-- START --

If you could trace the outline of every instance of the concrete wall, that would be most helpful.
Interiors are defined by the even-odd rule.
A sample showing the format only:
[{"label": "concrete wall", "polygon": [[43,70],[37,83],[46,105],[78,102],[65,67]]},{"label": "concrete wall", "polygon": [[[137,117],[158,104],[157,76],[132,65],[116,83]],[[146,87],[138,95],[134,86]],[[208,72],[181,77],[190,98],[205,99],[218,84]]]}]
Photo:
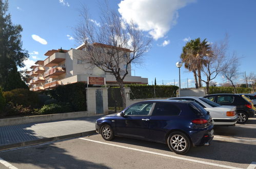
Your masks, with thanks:
[{"label": "concrete wall", "polygon": [[95,116],[88,111],[53,114],[45,115],[25,116],[0,119],[0,126],[17,125],[34,122],[50,121],[74,118]]},{"label": "concrete wall", "polygon": [[86,88],[86,103],[87,104],[87,111],[90,114],[96,114],[96,90],[103,90],[103,112],[104,114],[108,114],[108,88]]},{"label": "concrete wall", "polygon": [[206,90],[203,89],[182,89],[181,96],[202,97],[206,95]]}]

-- END --

- Requirement -
Rewrite the material above with "even-odd rule" changed to "nonzero winding rule" and everything else unchanged. Leave the pictures out of your answer.

- The solution -
If you could trace the outline of every instance of the concrete wall, that would be most helpful.
Interiors are defined by the nonzero winding rule.
A sample showing the format only:
[{"label": "concrete wall", "polygon": [[43,70],[37,83],[46,105],[78,102],[65,67]]},{"label": "concrete wall", "polygon": [[[137,117],[158,104],[157,76],[132,65],[116,83]],[[146,87],[138,95],[134,86]],[[208,72],[181,77],[190,98],[205,99],[218,84]]]}]
Photo:
Your masks, with thanks:
[{"label": "concrete wall", "polygon": [[95,116],[88,111],[53,114],[45,115],[25,116],[0,119],[0,126],[17,125],[34,122],[50,121],[74,118]]},{"label": "concrete wall", "polygon": [[86,88],[86,103],[87,104],[87,111],[90,114],[96,114],[96,90],[103,90],[103,112],[104,114],[108,114],[108,88]]},{"label": "concrete wall", "polygon": [[206,90],[203,89],[182,89],[181,96],[202,97],[206,95]]}]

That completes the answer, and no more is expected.